___ Text section ___
U2 Is Still U2, Even When Using The Tools Of The Techno Trade

By Jim Sullivan, Boston Globe Staff

"Discotheque," the advance single from U2's "Pop" album (out Tuesday on Island records), is something of a tantalizing tease, with its oozing hedonism, its dizzy disorientation and clattering electronic rhythms. The video has the four Irishmen dolled up as ersatz Village People. Is U2 - singer Bono, guitarist the Edge, bassist Adam Clayton, drummer Larry Mullen Jr. - continuing with the pseudo-Elvis, faux-glitz approach from their Zoo TV tour, in effect, deciding that they're eager to pay the price - willful irony - for their younger passions? Are they issuing a challenge to the denizens of the dance floor, the highly charged 120-beat-per-minute Wizards of Oz who rule the chemically inflected world of techno or electronica?

Well, no. For all the murmurings and mutterings about U2's immersion in the world of techno - and, yes, U2 is using the tools of that trade here with co-producers Flood and Howie B. - U2 remains identifiable as U2, and this work might also be titled "Conversations With God." As with Prince, it's been a thread that's been woven through much of the group's work since they were teenagers in 1980, and it remains so here.

U2's ideas do come near the realm of traditional Christian rock - Bono bemoans Jesus's dive into show biz (come to think of it, probably the same way old U2 fans might) - and it closes with "Wake Up Dead Man," Bono's rousing plea for Jesus's help because he's alone in this, uh, messed-up world. (It wasn't Jesus who dove into show biz, actually, in "If God Will Send His Angels"; it was those fundamentalist hawkers using TV Jesus.) In "Mofo," Bono's "looking for a place to save my soul...looking for to fill the GOD-shaped hole." "Mofo," a tense, pulsing song, has Bono looking down from the mountain he once looked up at. "Boy," their first album, is all about the bridge from boyhood to manhood. Here, at manhood, Bono asks, "Mother, am I still your son?" The song also has a nice twist on the Tubes' "White Punks On Dope" with a "white dopes on punk" line.

Make no mistake, though: This is a serious record - more art than rock, more meandering and moody than exhilarating and defiant, more intimate than broad-based. In this it's much like "Zooropa" or the Passengers album they recorded with longtime (but not here) producer Brian Eno. It certainly doesn't sound like stadium rock, and those are the venues the band will be playing this summer, reportedly opening up shows with a string from "Pop." U2 has long been about finding new language, struggling to maintain integrity in the face of superstardom that borders on worship.
___
Written instruction 1 =
Transcribe the rows below word for word, from the start of the rows through the line that contains "<point>163,133</point>", including both ends.
___ Given records ___
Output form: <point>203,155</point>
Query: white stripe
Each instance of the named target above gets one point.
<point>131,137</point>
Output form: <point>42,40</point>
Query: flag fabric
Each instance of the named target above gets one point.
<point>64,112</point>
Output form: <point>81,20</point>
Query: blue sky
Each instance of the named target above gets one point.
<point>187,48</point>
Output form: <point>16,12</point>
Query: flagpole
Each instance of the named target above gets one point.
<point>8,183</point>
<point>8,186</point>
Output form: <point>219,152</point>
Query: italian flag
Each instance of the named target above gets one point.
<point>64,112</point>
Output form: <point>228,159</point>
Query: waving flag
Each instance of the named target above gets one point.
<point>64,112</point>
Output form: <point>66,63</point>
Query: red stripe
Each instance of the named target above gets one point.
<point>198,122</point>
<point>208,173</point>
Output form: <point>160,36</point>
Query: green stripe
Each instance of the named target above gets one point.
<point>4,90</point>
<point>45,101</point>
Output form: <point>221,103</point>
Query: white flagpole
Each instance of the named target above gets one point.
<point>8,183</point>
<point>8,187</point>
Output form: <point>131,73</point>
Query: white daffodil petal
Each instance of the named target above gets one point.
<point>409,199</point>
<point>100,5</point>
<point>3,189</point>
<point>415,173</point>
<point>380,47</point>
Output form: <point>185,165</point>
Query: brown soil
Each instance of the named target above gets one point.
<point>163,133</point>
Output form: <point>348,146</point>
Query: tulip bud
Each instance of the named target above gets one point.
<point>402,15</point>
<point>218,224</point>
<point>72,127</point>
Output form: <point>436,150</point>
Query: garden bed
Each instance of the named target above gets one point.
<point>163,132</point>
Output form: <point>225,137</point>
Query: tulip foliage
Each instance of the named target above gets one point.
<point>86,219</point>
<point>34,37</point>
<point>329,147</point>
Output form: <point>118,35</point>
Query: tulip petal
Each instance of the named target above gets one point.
___
Written instruction 2 =
In the review of U2's "Pop" album, which song closes the record?

Written answer 1 =
Output form: <point>203,155</point>
Query: white stripe
Each instance of the named target above gets one point.
<point>131,137</point>
Output form: <point>42,40</point>
Query: flag fabric
Each instance of the named target above gets one point.
<point>64,112</point>
Output form: <point>81,20</point>
Query: blue sky
Each instance of the named target above gets one point.
<point>187,48</point>
Output form: <point>16,12</point>
Query: flagpole
Each instance of the named target above gets one point.
<point>8,183</point>
<point>8,186</point>
Output form: <point>219,152</point>
Query: italian flag
Each instance of the named target above gets one point.
<point>64,112</point>
Output form: <point>228,159</point>
Query: waving flag
Each instance of the named target above gets one point.
<point>64,112</point>
Output form: <point>66,63</point>
Query: red stripe
Each instance of the named target above gets one point.
<point>198,122</point>
<point>208,173</point>
Output form: <point>160,36</point>
Query: green stripe
Each instance of the named target above gets one point.
<point>4,90</point>
<point>45,101</point>
Output form: <point>221,103</point>
Query: white flagpole
Each instance of the named target above gets one point.
<point>8,183</point>
<point>8,187</point>
Output form: <point>131,73</point>
Query: white daffodil petal
Each instance of the named target above gets one point.
<point>409,199</point>
<point>100,5</point>
<point>3,189</point>
<point>415,173</point>
<point>380,47</point>
Output form: <point>185,165</point>
Query: brown soil
Each instance of the named target above gets one point.
<point>163,133</point>

Written answer 2 =
"Wake Up Dead Man"